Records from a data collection
┄┄┄┄┄┄┄┄┄┄
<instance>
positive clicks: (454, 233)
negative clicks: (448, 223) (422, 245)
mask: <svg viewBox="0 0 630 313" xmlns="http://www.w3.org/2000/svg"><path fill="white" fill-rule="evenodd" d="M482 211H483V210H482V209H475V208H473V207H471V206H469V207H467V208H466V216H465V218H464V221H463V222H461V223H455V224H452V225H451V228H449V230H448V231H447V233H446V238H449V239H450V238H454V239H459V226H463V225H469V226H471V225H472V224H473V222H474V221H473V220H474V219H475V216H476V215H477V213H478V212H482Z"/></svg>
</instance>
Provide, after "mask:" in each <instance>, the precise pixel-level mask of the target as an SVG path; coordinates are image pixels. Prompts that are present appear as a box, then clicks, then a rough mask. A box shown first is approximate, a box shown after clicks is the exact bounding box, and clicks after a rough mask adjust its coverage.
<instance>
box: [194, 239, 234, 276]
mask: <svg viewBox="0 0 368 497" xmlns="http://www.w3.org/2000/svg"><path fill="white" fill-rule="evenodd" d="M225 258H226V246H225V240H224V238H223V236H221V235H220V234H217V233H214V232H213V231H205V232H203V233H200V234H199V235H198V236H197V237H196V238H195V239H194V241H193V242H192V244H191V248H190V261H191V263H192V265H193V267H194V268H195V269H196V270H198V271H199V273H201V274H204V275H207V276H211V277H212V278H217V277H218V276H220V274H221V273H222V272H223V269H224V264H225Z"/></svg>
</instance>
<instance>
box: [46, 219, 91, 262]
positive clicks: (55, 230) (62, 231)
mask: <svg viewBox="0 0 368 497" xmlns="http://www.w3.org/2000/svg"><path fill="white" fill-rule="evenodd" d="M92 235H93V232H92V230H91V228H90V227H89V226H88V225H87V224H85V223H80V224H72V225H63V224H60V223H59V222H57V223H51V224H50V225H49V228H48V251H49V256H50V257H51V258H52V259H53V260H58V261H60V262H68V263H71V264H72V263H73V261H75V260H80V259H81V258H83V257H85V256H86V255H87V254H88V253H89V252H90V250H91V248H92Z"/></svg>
┄┄┄┄┄┄┄┄┄┄
Task requirements
All the entries should be output exactly as given.

Exercise output
<instance>
positive clicks: (454, 233)
negative clicks: (448, 223) (422, 245)
mask: <svg viewBox="0 0 630 313" xmlns="http://www.w3.org/2000/svg"><path fill="white" fill-rule="evenodd" d="M482 211H483V210H482V209H475V208H473V207H471V206H469V207H467V208H466V216H465V218H464V221H463V222H461V223H455V224H452V225H451V228H449V230H448V231H447V233H446V238H449V239H450V238H454V239H459V226H463V225H469V226H471V225H472V224H473V222H474V221H473V220H474V219H475V216H476V215H477V213H478V212H482Z"/></svg>
</instance>
Provide, after "mask:" in each <instance>, the precise pixel-level mask of the target as an SVG path; coordinates are image pixels. Prompts that are present appear as a box, then clicks, then a rough mask. A box shown first is approximate, a box shown after clicks is the exact bounding box, and clicks after a rough mask adjust its coverage.
<instance>
box: [194, 239, 234, 276]
mask: <svg viewBox="0 0 368 497" xmlns="http://www.w3.org/2000/svg"><path fill="white" fill-rule="evenodd" d="M225 258H226V246H225V240H224V238H223V236H221V235H220V234H217V233H214V232H213V231H205V232H203V233H200V234H199V235H198V236H197V237H196V238H195V239H194V241H193V242H192V244H191V248H190V261H191V263H192V265H193V267H194V268H195V269H196V270H198V271H199V273H201V274H204V275H207V276H211V277H212V278H217V277H218V276H220V274H221V273H222V272H223V269H224V264H225Z"/></svg>
</instance>
<instance>
box: [46, 219, 91, 262]
positive clicks: (55, 230) (62, 231)
mask: <svg viewBox="0 0 368 497" xmlns="http://www.w3.org/2000/svg"><path fill="white" fill-rule="evenodd" d="M92 235H93V232H92V230H91V228H90V227H89V226H88V225H87V224H85V223H80V224H72V225H63V224H60V223H59V222H57V223H51V224H50V225H49V228H48V251H49V256H50V257H51V258H52V259H53V260H58V261H60V262H68V263H71V264H72V263H73V261H75V260H80V259H81V258H83V257H85V256H86V255H87V254H88V253H89V252H90V250H91V248H92Z"/></svg>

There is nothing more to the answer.